=== THE RECORDS ===
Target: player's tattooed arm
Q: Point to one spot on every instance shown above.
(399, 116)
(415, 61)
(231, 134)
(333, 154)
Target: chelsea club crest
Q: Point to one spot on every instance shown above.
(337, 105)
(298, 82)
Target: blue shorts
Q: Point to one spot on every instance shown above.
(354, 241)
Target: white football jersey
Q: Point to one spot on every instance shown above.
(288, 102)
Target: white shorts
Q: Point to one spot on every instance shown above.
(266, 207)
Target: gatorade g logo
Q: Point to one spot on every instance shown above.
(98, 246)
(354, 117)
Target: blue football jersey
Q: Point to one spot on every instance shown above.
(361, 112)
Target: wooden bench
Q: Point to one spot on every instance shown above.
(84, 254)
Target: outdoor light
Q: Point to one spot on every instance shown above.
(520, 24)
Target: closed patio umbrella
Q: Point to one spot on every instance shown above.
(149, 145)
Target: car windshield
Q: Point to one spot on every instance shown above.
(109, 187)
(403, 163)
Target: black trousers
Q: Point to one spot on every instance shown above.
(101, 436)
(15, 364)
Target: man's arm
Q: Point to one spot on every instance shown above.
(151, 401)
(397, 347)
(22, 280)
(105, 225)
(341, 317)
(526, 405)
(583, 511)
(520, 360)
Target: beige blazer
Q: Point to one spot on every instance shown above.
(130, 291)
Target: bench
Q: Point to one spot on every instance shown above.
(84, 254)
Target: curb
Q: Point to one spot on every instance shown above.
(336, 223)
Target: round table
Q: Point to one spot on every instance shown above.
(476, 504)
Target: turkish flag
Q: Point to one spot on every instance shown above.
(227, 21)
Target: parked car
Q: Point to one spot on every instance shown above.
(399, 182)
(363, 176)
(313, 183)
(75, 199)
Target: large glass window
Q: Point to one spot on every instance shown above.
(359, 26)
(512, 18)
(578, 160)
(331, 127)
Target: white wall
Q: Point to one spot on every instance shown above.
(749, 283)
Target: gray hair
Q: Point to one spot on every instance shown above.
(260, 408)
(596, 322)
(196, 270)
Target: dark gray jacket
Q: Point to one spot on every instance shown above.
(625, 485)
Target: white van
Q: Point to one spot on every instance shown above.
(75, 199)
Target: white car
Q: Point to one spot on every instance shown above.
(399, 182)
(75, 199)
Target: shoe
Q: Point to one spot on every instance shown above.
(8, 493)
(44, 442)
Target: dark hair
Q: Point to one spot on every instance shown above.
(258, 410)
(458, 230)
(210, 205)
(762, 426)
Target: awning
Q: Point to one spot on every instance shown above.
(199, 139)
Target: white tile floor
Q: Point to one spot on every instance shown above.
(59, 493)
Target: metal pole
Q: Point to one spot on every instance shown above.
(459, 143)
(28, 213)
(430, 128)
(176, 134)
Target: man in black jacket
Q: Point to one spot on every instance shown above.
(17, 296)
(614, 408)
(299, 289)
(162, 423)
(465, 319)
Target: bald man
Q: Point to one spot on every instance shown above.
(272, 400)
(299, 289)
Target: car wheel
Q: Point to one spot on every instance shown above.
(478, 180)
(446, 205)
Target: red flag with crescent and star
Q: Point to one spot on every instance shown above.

=== DIRECTIONS ===
Select, from the listing, all lines that include the word "dark".

=== WORKED SOLUTION ===
Target: dark gray jacket
Target: dark hair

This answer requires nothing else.